Direction A:
List the four founding papers that the Benjamin Franklin text says he signed.

Text:
══════════════════════════════
Benjamin Franklin was so successful in business that he retired at age 42 and devoted the rest of his life to public service. He moved to England twice in order to help the relationship between England and its American colonies. While in England, Franklin wrote most of his autobiography at the home of the Bishop of St. Asaph, Jonathan Shipley. His book became the world’s most popular autobiography, and has been translated into most major languages. Franklin’s autobiography was the one book which Davy Crockett had when slaughtered at the Alamo.
Despite his being a strong Royalist, Benjamin Franklin ended up being resented by the British House of Lords who publicly humiliated him for his efforts to bring reconciliation between England and its American colonies. This was Franklin’s tipping point where he became a strong advocate for Independence. As America’s first postmaster general, Franklin was also put in charge of establishing the first US currency. In the aftermath of the Boston Tea Party, Franklin recommended that Americans give up tea drinking as a way to fund their new government. The constitution’s phrase ‘We hold these truths to be self-evident’ was the direct result of Franklin’s editing. Franklin was the only one to sign all four of the USA’s founding papers: the Declaration of Independence, the treaty with France, the peace accord with Britain, and the Constitution. His unsuccessful proposal for the American Great Seal was to have Pharaoh being swallowed by the Red Sea, along with the words ‘Rebellion to Tyrants is Obedience to God.’
Franklin’s greatest popularity was among the French who lined the streets when he entered Paris as the USA’s first foreign diplomat. The French saw him as a simple frontier sage, and promptly put his likeness everywhere, causing the French King to become very jealous. Without Franklin’s winning the moral and financial support of the French, it is doubtful that the United States would have survived.
Franklin was a very complicated, even tragic individual with strong approach/avoidance tendencies. He loved the United States but spent most of his last years in England and then France. His relations with the opposite sex were muddled and confused. He loved his wife and family but was away more than at home and suffered a painful split with his son William over politics.
══════════════════════════════
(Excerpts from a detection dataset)
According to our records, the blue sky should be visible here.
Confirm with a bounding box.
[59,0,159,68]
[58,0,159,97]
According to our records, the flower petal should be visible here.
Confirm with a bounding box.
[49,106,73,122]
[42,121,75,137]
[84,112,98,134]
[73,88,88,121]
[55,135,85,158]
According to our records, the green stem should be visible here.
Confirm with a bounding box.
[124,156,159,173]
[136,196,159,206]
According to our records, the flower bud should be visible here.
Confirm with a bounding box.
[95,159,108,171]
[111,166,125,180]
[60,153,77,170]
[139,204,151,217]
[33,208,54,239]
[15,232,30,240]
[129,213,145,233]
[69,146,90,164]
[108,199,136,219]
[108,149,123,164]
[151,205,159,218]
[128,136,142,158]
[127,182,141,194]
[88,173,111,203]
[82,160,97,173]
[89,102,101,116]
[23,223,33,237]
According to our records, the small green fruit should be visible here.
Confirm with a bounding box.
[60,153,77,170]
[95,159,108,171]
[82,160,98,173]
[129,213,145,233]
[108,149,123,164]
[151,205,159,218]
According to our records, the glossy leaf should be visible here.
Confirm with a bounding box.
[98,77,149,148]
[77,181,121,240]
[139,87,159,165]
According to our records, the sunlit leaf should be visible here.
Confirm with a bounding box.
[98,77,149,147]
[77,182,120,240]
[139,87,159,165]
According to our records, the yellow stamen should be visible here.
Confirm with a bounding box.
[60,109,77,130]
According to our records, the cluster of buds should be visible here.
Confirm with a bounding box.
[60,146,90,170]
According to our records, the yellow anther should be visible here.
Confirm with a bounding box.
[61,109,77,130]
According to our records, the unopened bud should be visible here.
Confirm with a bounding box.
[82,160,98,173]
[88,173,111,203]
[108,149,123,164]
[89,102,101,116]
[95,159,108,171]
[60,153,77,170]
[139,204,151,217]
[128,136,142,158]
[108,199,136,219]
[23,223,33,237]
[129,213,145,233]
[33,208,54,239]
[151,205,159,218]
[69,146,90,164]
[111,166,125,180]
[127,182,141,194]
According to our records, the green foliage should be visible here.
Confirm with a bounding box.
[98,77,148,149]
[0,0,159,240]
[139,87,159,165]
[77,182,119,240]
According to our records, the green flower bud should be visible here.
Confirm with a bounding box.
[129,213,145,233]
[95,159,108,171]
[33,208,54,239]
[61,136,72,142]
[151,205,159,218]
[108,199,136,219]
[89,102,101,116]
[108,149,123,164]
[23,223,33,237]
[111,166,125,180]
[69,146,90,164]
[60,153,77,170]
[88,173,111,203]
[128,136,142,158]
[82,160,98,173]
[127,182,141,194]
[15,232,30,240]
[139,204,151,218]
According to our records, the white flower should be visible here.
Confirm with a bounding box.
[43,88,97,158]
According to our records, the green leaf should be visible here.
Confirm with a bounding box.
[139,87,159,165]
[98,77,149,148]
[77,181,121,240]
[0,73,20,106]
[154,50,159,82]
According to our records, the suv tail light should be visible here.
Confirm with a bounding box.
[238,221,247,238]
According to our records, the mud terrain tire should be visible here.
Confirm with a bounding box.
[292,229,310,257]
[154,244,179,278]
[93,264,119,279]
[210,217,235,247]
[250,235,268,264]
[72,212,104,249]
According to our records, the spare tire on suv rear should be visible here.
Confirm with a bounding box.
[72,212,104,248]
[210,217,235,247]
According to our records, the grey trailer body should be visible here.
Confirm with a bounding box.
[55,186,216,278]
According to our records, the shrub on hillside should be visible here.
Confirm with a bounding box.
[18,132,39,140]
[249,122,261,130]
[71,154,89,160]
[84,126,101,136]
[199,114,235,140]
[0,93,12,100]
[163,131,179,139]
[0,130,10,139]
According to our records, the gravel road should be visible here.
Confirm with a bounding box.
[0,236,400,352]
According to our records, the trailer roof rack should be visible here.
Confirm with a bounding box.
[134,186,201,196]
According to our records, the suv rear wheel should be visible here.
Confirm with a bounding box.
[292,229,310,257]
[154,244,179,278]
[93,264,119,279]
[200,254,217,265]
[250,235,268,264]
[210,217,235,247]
══════════════════════════════
Direction B:
In the rows, change "green stem" to "plant stem" in the lines starting at the one containing "According to our records, the green stem" and ending at the one containing "[136,196,159,206]". Give back only those lines.

Problem solution A:
the Declaration of Independence, the treaty with France, the peace accord with Britain, and the Constitution

Problem solution B:
According to our records, the plant stem should be visible here.
Confirm with a bounding box.
[124,156,159,173]
[136,196,159,206]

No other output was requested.